__Aim__
Continue the discussion thread about the costs of running your own server versus using free cloud hosting, starting after its last line.

__Quoted passage__

I was comparing the payment to buying or operating a server (even a free old server has costs, e.g. for electricity). In truth, a proper modern comparison should be to a free plan from one of the cloud providers which is likely to be 0/month.

1 comments

> I was comparing the payment to buying or operating a server (even a free old server has costs, e.g. for electricity)

Sure, but if the machine is already running, it's free. Or if you can stick it in a cupboard at work/university, it's free.

> 0/month

is there actually free cloud hosting? don't they ask for your credit card first before they offer you "credits"?

>Sure, but if the machine is already running, it's free.

It still has costs for admin and electricity (via extra CPU load), though I grant these could be marginal.

>Or if you can stick it in a cupboard at work/university, it's free.

This is using someone else's resources, rather dubiously ethical. I suspect IT is going to have a fit when they find out - assuming they didn't block the relevant ports in the first place.

__Dataset content__

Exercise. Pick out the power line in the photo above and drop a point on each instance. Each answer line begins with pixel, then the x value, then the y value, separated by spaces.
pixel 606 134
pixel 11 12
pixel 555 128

__Task answer__
>is there actually free cloud hosting? don't they ask for your credit card first before they offer you "credits"?

There are free plans on Azure/AWS/GCP. Asking for credit card data does not mean you are being charged, I suspect it's really more about identifying users.

It's possible to set up free plans without credit card if one has some other id (e.g. Azure's free plans via MSDN). A prepaid card should work as well.

Honestly, I think self-hosted is the way to go. Most cloud hosting services are scams, and with self-hosted you have full control over the system.